Short exercise:
Reproduce the material below word for word, omitting the pictures from your answer.

────────

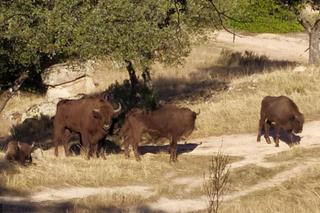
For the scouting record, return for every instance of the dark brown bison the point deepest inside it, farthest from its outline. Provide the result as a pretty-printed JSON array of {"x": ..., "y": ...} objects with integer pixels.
[
  {"x": 20, "y": 152},
  {"x": 169, "y": 121},
  {"x": 281, "y": 111},
  {"x": 90, "y": 116}
]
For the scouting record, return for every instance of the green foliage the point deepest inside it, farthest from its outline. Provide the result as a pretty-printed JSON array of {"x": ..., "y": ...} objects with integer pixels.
[
  {"x": 35, "y": 34},
  {"x": 122, "y": 93},
  {"x": 264, "y": 16}
]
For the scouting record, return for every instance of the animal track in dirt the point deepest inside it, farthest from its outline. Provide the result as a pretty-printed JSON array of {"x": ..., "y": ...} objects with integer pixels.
[{"x": 49, "y": 194}]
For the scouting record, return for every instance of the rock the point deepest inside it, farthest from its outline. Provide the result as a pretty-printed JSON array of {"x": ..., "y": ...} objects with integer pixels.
[
  {"x": 68, "y": 80},
  {"x": 71, "y": 90},
  {"x": 45, "y": 108}
]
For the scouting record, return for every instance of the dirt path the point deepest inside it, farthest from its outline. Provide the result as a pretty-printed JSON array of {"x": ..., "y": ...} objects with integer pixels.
[
  {"x": 49, "y": 194},
  {"x": 291, "y": 47},
  {"x": 201, "y": 203},
  {"x": 243, "y": 145}
]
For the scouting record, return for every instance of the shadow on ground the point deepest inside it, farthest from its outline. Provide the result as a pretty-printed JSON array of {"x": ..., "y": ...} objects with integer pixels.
[
  {"x": 65, "y": 207},
  {"x": 235, "y": 64},
  {"x": 206, "y": 81},
  {"x": 285, "y": 136},
  {"x": 154, "y": 149}
]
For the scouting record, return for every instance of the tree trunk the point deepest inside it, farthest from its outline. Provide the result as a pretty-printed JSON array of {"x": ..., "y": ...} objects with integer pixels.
[
  {"x": 133, "y": 79},
  {"x": 147, "y": 77},
  {"x": 7, "y": 95},
  {"x": 314, "y": 42}
]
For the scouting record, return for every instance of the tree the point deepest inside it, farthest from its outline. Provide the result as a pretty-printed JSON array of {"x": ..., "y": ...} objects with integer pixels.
[
  {"x": 308, "y": 14},
  {"x": 35, "y": 34}
]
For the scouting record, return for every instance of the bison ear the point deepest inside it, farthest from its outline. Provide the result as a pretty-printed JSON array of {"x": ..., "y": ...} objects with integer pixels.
[{"x": 96, "y": 114}]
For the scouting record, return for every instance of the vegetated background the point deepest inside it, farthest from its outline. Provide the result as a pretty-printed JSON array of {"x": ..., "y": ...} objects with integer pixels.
[{"x": 263, "y": 16}]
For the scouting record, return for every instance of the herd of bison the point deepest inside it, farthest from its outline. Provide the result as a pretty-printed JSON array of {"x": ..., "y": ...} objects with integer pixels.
[{"x": 91, "y": 117}]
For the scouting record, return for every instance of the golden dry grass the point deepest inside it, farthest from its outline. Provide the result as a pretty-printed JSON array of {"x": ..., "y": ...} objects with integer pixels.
[
  {"x": 295, "y": 154},
  {"x": 300, "y": 194},
  {"x": 49, "y": 171},
  {"x": 237, "y": 110}
]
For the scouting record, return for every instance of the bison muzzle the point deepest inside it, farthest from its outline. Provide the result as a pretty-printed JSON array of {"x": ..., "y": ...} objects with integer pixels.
[
  {"x": 169, "y": 122},
  {"x": 284, "y": 113}
]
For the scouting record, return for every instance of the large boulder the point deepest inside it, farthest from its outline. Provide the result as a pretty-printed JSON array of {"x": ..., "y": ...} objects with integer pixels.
[{"x": 68, "y": 80}]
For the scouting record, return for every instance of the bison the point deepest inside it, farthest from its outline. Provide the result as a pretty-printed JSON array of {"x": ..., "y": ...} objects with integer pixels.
[
  {"x": 20, "y": 152},
  {"x": 283, "y": 112},
  {"x": 169, "y": 121},
  {"x": 89, "y": 116}
]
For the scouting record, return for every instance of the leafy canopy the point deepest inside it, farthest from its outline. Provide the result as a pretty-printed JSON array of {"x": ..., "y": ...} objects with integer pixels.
[{"x": 35, "y": 34}]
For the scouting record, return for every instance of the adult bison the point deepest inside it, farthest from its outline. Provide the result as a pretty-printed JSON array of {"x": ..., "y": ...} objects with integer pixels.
[
  {"x": 283, "y": 112},
  {"x": 20, "y": 152},
  {"x": 90, "y": 116},
  {"x": 169, "y": 121}
]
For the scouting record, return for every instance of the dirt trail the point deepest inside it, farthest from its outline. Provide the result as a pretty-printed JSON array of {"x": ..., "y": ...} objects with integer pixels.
[
  {"x": 243, "y": 145},
  {"x": 237, "y": 145},
  {"x": 274, "y": 46},
  {"x": 49, "y": 194},
  {"x": 291, "y": 47}
]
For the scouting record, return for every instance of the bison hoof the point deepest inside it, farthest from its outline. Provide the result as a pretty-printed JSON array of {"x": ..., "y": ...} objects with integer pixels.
[{"x": 138, "y": 159}]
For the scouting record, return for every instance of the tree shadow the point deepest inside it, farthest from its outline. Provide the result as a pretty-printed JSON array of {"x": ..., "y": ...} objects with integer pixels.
[
  {"x": 170, "y": 89},
  {"x": 36, "y": 129},
  {"x": 155, "y": 149},
  {"x": 235, "y": 64},
  {"x": 69, "y": 206},
  {"x": 206, "y": 81}
]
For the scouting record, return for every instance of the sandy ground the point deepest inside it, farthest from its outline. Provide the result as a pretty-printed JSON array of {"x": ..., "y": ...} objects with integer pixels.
[
  {"x": 290, "y": 47},
  {"x": 243, "y": 145}
]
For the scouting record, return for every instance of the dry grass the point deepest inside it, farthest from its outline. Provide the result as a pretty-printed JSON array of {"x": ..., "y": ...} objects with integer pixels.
[
  {"x": 115, "y": 171},
  {"x": 300, "y": 194},
  {"x": 252, "y": 174},
  {"x": 237, "y": 111},
  {"x": 295, "y": 154}
]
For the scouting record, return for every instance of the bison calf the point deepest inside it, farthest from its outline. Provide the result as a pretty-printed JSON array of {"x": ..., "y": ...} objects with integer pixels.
[
  {"x": 169, "y": 122},
  {"x": 283, "y": 112},
  {"x": 91, "y": 117},
  {"x": 20, "y": 152}
]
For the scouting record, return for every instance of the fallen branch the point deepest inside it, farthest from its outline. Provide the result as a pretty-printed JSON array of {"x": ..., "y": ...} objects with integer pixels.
[{"x": 8, "y": 94}]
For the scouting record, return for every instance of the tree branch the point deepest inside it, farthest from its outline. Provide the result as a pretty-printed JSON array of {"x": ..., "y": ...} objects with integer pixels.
[
  {"x": 8, "y": 94},
  {"x": 221, "y": 15}
]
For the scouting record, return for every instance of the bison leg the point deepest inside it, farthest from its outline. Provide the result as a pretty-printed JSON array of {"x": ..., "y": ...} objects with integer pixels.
[
  {"x": 261, "y": 122},
  {"x": 277, "y": 132},
  {"x": 266, "y": 132},
  {"x": 173, "y": 150},
  {"x": 136, "y": 152},
  {"x": 66, "y": 139},
  {"x": 126, "y": 144}
]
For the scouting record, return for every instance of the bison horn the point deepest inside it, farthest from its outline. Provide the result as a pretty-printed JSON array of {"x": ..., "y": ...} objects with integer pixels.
[{"x": 118, "y": 109}]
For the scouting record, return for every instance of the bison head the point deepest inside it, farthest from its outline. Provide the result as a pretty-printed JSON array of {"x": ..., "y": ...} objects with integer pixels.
[
  {"x": 25, "y": 150},
  {"x": 297, "y": 123},
  {"x": 104, "y": 116}
]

────────

Answer for the task:
For the scouting record, return for every instance of the dark brown bison the point deepest inside it, farthest from its outline. Provide the result as a pretty-printed JSON array of {"x": ..., "y": ...} objects with integer pixels.
[
  {"x": 20, "y": 152},
  {"x": 169, "y": 121},
  {"x": 281, "y": 111},
  {"x": 90, "y": 116}
]
For the scouting record, return for every instance of the green foliage the point deepest inside it, farthest from its outline. Provide the result as a pretty-printed JSON array of {"x": ..., "y": ...} objects with integer pixels.
[
  {"x": 35, "y": 34},
  {"x": 122, "y": 93},
  {"x": 264, "y": 16}
]
For the scouting record, return for every instance of the animal track in dirt the point deepest inside it, farthest from its outline. Provide the result as a pretty-printed JSON array of {"x": ..., "y": ...} objects with integer pixels.
[{"x": 49, "y": 194}]
For the scouting record, return for every instance of the rock the point deepest inside it, farthest from its outline. Provide the result as a pretty-printed JSON array of {"x": ..., "y": ...} objects with integer pixels.
[
  {"x": 68, "y": 80},
  {"x": 71, "y": 90},
  {"x": 45, "y": 108}
]
For the scouting record, return for every instance of the dirt path the point deepest inside it, farthest from its outline. Provide the result as a pretty-printed JSON array of {"x": ..., "y": ...} objects with integer pixels.
[
  {"x": 49, "y": 194},
  {"x": 291, "y": 47},
  {"x": 201, "y": 203},
  {"x": 243, "y": 145}
]
For the scouting record, return for every instance of the shadow on ground the point deepest inside it, farthest from its outline. Provide the result as a pretty-printed JSON array of {"x": ..., "y": ...} objects with integer pixels.
[
  {"x": 65, "y": 207},
  {"x": 235, "y": 64},
  {"x": 206, "y": 81},
  {"x": 285, "y": 136},
  {"x": 154, "y": 149}
]
For the scouting record, return for every instance of the tree trunk the point deepest inside it, farthest from its outline. Provide the result as a pretty-printed JSON array of {"x": ..., "y": ...} objects with integer pixels.
[
  {"x": 133, "y": 79},
  {"x": 147, "y": 77},
  {"x": 7, "y": 95},
  {"x": 314, "y": 42}
]
For the scouting record, return for every instance of the tree the point deepest inside it, farthest from its outline. Provide the result as a pretty-printed JSON array of {"x": ..., "y": ...} objects with integer pixels.
[
  {"x": 308, "y": 14},
  {"x": 35, "y": 34}
]
For the scouting record, return for every instance of the bison ear the point deepest inside it, farthest from its outline. Provide the result as a pretty-printed JSON array of {"x": ..., "y": ...} objects with integer pixels.
[{"x": 96, "y": 114}]
For the scouting record, return for every instance of the vegetated background the point deepest inside it, farthest from its outline. Provide the result as a pretty-printed JSON array of {"x": ..., "y": ...} objects with integer pixels.
[{"x": 263, "y": 16}]
For the scouting record, return for every instance of the herd of bison the point deepest inside it, farthest from its outline. Provide the result as a pretty-printed JSON array of {"x": ..., "y": ...} objects with integer pixels.
[{"x": 91, "y": 117}]
For the scouting record, return for every instance of the golden dry grass the point deepest inside it, farthest from its outline. Provide the result as a pretty-printed JSON array of {"x": ..., "y": ...} objects with integer pixels.
[
  {"x": 295, "y": 154},
  {"x": 300, "y": 194},
  {"x": 49, "y": 171},
  {"x": 237, "y": 110}
]
For the scouting record, return for every instance of the bison muzzle the point deepest inside it, farthest from its outline. Provide the result as a pretty-printed JSON array of {"x": ..., "y": ...} objects with integer pixels.
[
  {"x": 169, "y": 122},
  {"x": 284, "y": 113}
]
For the scouting record, return for every instance of the large boulder the point deepest inside it, farthest from its outline. Provide the result as a pretty-printed JSON array of {"x": ..., "y": ...} objects with integer pixels.
[{"x": 68, "y": 80}]
For the scouting record, return for every instance of the bison the point deepest inside it, farthest from its outline. Provide the result as a pretty-printed JSON array of {"x": ..., "y": ...} objects with integer pixels.
[
  {"x": 20, "y": 152},
  {"x": 283, "y": 112},
  {"x": 169, "y": 121},
  {"x": 89, "y": 116}
]
For the scouting record, return for every instance of the leafy canopy the point deepest inside it, farthest from its outline. Provide the result as a pretty-printed JSON array of {"x": ..., "y": ...} objects with integer pixels.
[{"x": 35, "y": 34}]
For the scouting record, return for every instance of the adult bison the point deepest inside it, farthest from its outline. Provide the result as a pretty-printed JSON array of {"x": ..., "y": ...} objects with integer pixels.
[
  {"x": 283, "y": 112},
  {"x": 20, "y": 152},
  {"x": 90, "y": 116},
  {"x": 169, "y": 121}
]
For the scouting record, return for every instance of the dirt trail the point deepest inside it, farthest from its outline. Provide the result as a pretty-printed JSON array of {"x": ..., "y": ...} objects with integer pixels.
[
  {"x": 243, "y": 145},
  {"x": 237, "y": 145},
  {"x": 274, "y": 46},
  {"x": 49, "y": 194},
  {"x": 291, "y": 47}
]
For the scouting record, return for every instance of the bison hoof the point deepest inside it, farthest from its outline. Provide the result as a pretty-printed JSON array of {"x": ..., "y": ...} objects with integer pixels.
[{"x": 138, "y": 159}]
For the scouting record, return for every instance of the tree shadow the point deepest inside it, farthest from its outline. Provide the result as a pretty-printed JSON array of {"x": ..., "y": ...} objects with integer pixels.
[
  {"x": 170, "y": 89},
  {"x": 36, "y": 129},
  {"x": 155, "y": 149},
  {"x": 235, "y": 64},
  {"x": 69, "y": 206},
  {"x": 206, "y": 81}
]
For the scouting record, return for every instance of the sandy ground the point deepest inside it, farthest from its outline. Provide the result as a pretty-printed JSON array of {"x": ..., "y": ...} objects with integer pixels.
[
  {"x": 290, "y": 47},
  {"x": 243, "y": 145}
]
For the scouting record, return for every instance of the dry grass the point deepest inside it, farthest from its outline. Provide the result as a pretty-printed JSON array of {"x": ..., "y": ...} objects with integer pixels.
[
  {"x": 115, "y": 171},
  {"x": 300, "y": 194},
  {"x": 252, "y": 174},
  {"x": 237, "y": 111},
  {"x": 295, "y": 154}
]
For the scouting record, return for every instance of the bison calf the point deepest inside it, farthest from its outline. Provide the result as a pretty-printed JSON array of {"x": ..., "y": ...} objects with integer pixels.
[
  {"x": 169, "y": 122},
  {"x": 283, "y": 112},
  {"x": 91, "y": 117},
  {"x": 20, "y": 152}
]
For the scouting record, return for every instance of the fallen branch the point deepest inside it, farthest from its outline. Provide the result as a pretty-printed JSON array of {"x": ..., "y": ...} objects with integer pixels.
[{"x": 8, "y": 94}]
For the scouting record, return for every instance of the tree branch the point deepest inside it, farthest from its outline. Provide the result as a pretty-printed JSON array of {"x": ..., "y": ...} objects with integer pixels.
[
  {"x": 8, "y": 94},
  {"x": 221, "y": 15}
]
For the scouting record, return for every instance of the bison leg the point deepest inside it, farthest from its outline. Provide the result as a pretty-printed JSON array of {"x": ..., "y": ...} objects with integer pixels.
[
  {"x": 261, "y": 122},
  {"x": 277, "y": 132},
  {"x": 266, "y": 132},
  {"x": 173, "y": 150},
  {"x": 136, "y": 152},
  {"x": 66, "y": 139},
  {"x": 126, "y": 144}
]
For the scouting record, return for every instance of the bison horn the point deepest inside it, farthest from its outline. Provide the result as a pretty-printed JSON array of {"x": ..., "y": ...} objects with integer pixels.
[{"x": 118, "y": 109}]
For the scouting record, return for every instance of the bison head the point deepest inside it, farthest from its outline. Provide the result as a pretty-printed JSON array of {"x": ..., "y": ...} objects with integer pixels.
[
  {"x": 25, "y": 150},
  {"x": 297, "y": 123},
  {"x": 104, "y": 116}
]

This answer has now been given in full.